YANG DIMINTA.
A. Menurut bacaan tentang tanah ulayat, mengapa warga merasa tidak perlu melayangkan gugatan ke pengadilan?
B. Sebutkan semua jenis surat yang disebut dalam bacaan tentang tanah ulayat.
C. Lanjutkan bacaan tentang tanah ulayat dari bagian terakhirnya.

TEKS BACAAN.
######

Misalnya, ada memperlihatkan bukti surat warisan dan surat menggarap. Sedangkan,
camat enggak tahu batasan, tanah HGU dan ulayat," katanya.
Anda
tahu lokasi tanah ulayat, tanya Tribun Medan/Tribun-Medan.com. Ia menjawab,
tidak tahu persinya lokasi tanah Ulayat masyarakat banyak lokasinya. Seluruh
warga menganggap tanah itu milik mereka, sehingga tidak perlu melayangkan
gugatan.
"Ada
banyak lokasi tanah ulayat, bukan satu lokasi saja. Dan, warga anggap tanah itu
milik mereka, sehingga tidak perlu melayangkan gugatan ke pengadilan. Jika
pihak kebun mengklaim benar, maka mereka buktikan saja ke pengadilan. Tapi,
pihak kebun tidak pernah membawa masalah ini ke pengadilan. Tanah ulayat
menyebar ada di Bekala, dan Lau Chi," ujarnya.
Ia
menjelaskan, sebagai camat akan mengeluarkan surat jual beli asalkan punya alas
hak yang jelas, sehingga surat tanah yang dikeluarkan enggak abal-abal.
Adapun
alas hak yang dimaksud, keterangan saksi, dan sejarah tanah. Bahkan, camat
terdahulu mengeluarkan surat tanah. Sebagai camat, lanjutnya, tidak punya
alasan menolak permintaan warga yang mengurus surat tanah, karena punya alas
hak yang cukup.

######

DATA YANG DIBERIKAN.
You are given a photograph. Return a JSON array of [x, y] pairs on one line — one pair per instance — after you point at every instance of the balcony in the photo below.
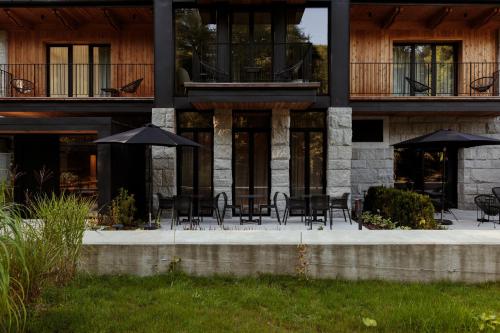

######

JAWABAN.
A. Warga menganggap tanah itu milik mereka, sehingga tidak perlu melayangkan gugatan ke pengadilan. Jika pihak kebun mengklaim benar, pihak kebunlah yang harus membuktikannya ke pengadilan.

B. Surat warisan, surat menggarap, surat jual beli, surat tanah

C.
Apalagi,
surat tanah yang dikeluarkannya sah dan berkekuatan hukum. Artinya, bukan
rekayasa.
Dia
mengklaim, sejak 2007 sudah berulang kali mengirim surat kepada direksi PTPN II agar
berdiskusi tentang batas tanah HGU. Tapi, surat yang dilayangkannya enggak
pernah dibalas sehingga tak pernah ada pertemuan.
"Kami
undang saja tidak pernah mau datang mereka (PTPN II), untuk mentukan batas
tanah, agar tidak ada masalah seperti ini. Malah ada surat dulu, yang disebar
manajer PTPN II bahwa
HGU enggak diperpanjangan lagi," katanya.
Jika
yakin tanah tersebut milik masyarakat kenapa enggak menggugat? Ia mengatakan,
tidak akan ada masyarakat melayangkan gugatan ke pengadilan, karena seluruh
warga percaya tanah itu milik mereka, bukan HGU PTPN II.
"Kalau
masyarakat tidak akan mau melapor, karena yakin itu milik mereka. Kalau digarap
paksa? Laporkan saja ke DPRD Sumut. Saya berikan keterangan berdasarkan fakta
di lapangan. Bukan soal materi ini," ujarnya.
Ia
mengungkapkan, seluruh tanah yang dianggap ulayat warga tidak masuk dalam HGU PTPN II, sehingga
perusahaan perkebunan itu diminta jangan mengklaim seenaknya. Bahkan, selama
ini PTPN II mengklaim
punya luas tanah HGU 1.000 hektare. Padahal, katanya, hanya sekitar 700 ha.
"Contoh,
enggak mungkin di kebun ada sawah. Kalau kebun itu tanamannya sawit, tembakau,
karet, sementara tanah ulayat itu ada sawah. Kedua, dari dulu kami enggak tahu
batasan tanah kebun da ulayat. Kami berkali-kali mengirimkan surat PTPN II, tapi
mereka enggak pernah datang," katanya. (medan.tribunnews.com)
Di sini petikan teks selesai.